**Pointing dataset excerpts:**
○ ○ ○ ○

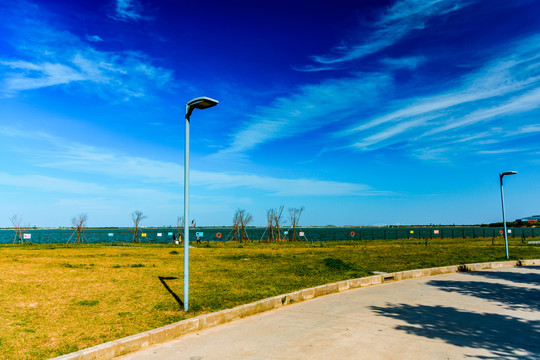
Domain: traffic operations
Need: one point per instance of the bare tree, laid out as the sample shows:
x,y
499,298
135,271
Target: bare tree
x,y
180,227
294,218
18,228
241,219
270,225
79,224
137,216
273,217
278,214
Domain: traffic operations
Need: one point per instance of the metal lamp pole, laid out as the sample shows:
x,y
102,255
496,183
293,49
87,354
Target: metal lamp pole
x,y
501,175
197,103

○ ○ ○ ○

**EXERCISE GOAL:** Quote the material word for word, dropping any images it holds.

**PROBLEM SOLUTION:**
Domain: traffic operations
Need: one point per instance of the bare tree, laid out as the sample shows:
x,y
499,298
135,271
Target: bare tree
x,y
180,227
294,218
18,228
241,219
270,225
79,224
137,216
273,217
278,214
Domain: traffic operations
Need: one point per instance of the metal lamp pole, laid out as the sample shows:
x,y
102,255
496,183
293,49
87,354
Target: metal lamp pole
x,y
501,175
197,103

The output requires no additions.